--- Passage provided ---

—————

You have probably heard about Mediation either on TV or in the media but very few times do you have someone explain what Mediation is and what it isn’t. In this post, I am going to take a deep dive into what you need to know about this important stage in a family law case.
The first thing I want to address is the fact that mediation can be utilized at any time in the case cycle but having an understanding of the nuances of the case is important before you spend the time, money, and effort towards a Mediator.
We often have people call and request mediation before the case is even filed. What this means is there is typically a lack of communication between the parties or that this is going to be a contested matter. There are cases that can greatly benefit from a mediation in the very beginning but these cases are often limited to uncontested divorces and cases that do not involve children.
If you are finding this page from our Stages of an Oklahoma Family Law Case series you will see that I included Mediation after a Motion to Enter and closer to the Trial Phase. The reason for this placement is that most Judges are going to require the parties to mediate prior to the Pretrial Conference and Trial. This is the first time that the Mediation debate has been brought up for a majority of cases.
You may also have a Judge order Mediation at the Temporary Order hearing. This often signifies that the Judge either feels like the case can be resolved amicably or there are only a few issues that need additional information and attention that can be sorted out without the Judge’s help. Think credit card balances and joint debts.
After Mediation is ordered or agreed to, the parties then select a Mediator. This can happen in several different ways.
First, you can utilize the state-funded Early Settlement Mediation services. These are free services and are scheduled based on the availability of the staff. These mediations are often sufficient for factual issues and not hotly contested matters. When you have Early Settlement Mediation all parties and attorneys are in one room facing each other across the table. The attorneys use discretion in deciding if this option is best.

—————

Reproduce the post on mediation in family law cases above, word for word and in full.

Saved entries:
—————

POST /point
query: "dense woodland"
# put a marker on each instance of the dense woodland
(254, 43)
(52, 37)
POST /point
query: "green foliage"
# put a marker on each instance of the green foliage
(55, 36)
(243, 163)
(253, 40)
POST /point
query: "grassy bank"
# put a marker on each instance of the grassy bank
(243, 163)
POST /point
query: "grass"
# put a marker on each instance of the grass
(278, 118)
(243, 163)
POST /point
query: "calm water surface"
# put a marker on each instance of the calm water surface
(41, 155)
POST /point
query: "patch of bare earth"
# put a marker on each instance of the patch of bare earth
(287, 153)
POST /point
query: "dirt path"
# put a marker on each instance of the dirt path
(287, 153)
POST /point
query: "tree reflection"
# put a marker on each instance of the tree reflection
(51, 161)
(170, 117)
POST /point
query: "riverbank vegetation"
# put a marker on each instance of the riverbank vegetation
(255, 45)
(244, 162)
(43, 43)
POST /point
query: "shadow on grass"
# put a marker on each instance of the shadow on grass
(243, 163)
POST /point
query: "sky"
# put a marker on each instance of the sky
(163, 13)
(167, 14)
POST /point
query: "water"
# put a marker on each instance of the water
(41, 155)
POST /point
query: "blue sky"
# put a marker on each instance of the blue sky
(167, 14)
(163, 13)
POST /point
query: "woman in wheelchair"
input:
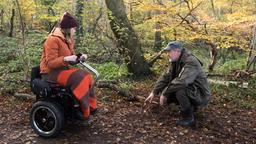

—————

--- Solution ---
You have probably heard about Mediation either on TV or in the media but very few times do you have someone explain what Mediation is and what it isn’t. In this post, I am going to take a deep dive into what you need to know about this important stage in a family law case.
The first thing I want to address is the fact that mediation can be utilized at any time in the case cycle but having an understanding of the nuances of the case is important before you spend the time, money, and effort towards a Mediator.
We often have people call and request mediation before the case is even filed. What this means is there is typically a lack of communication between the parties or that this is going to be a contested matter. There are cases that can greatly benefit from a mediation in the very beginning but these cases are often limited to uncontested divorces and cases that do not involve children.
If you are finding this page from our Stages of an Oklahoma Family Law Case series you will see that I included Mediation after a Motion to Enter and closer to the Trial Phase. The reason for this placement is that most Judges are going to require the parties to mediate prior to the Pretrial Conference and Trial. This is the first time that the Mediation debate has been brought up for a majority of cases.
You may also have a Judge order Mediation at the Temporary Order hearing. This often signifies that the Judge either feels like the case can be resolved amicably or there are only a few issues that need additional information and attention that can be sorted out without the Judge’s help. Think credit card balances and joint debts.
After Mediation is ordered or agreed to, the parties then select a Mediator. This can happen in several different ways.
First, you can utilize the state-funded Early Settlement Mediation services. These are free services and are scheduled based on the availability of the staff. These mediations are often sufficient for factual issues and not hotly contested matters. When you have Early Settlement Mediation all parties and attorneys are in one room facing each other across the table. The attorneys use discretion in deciding if this option is best.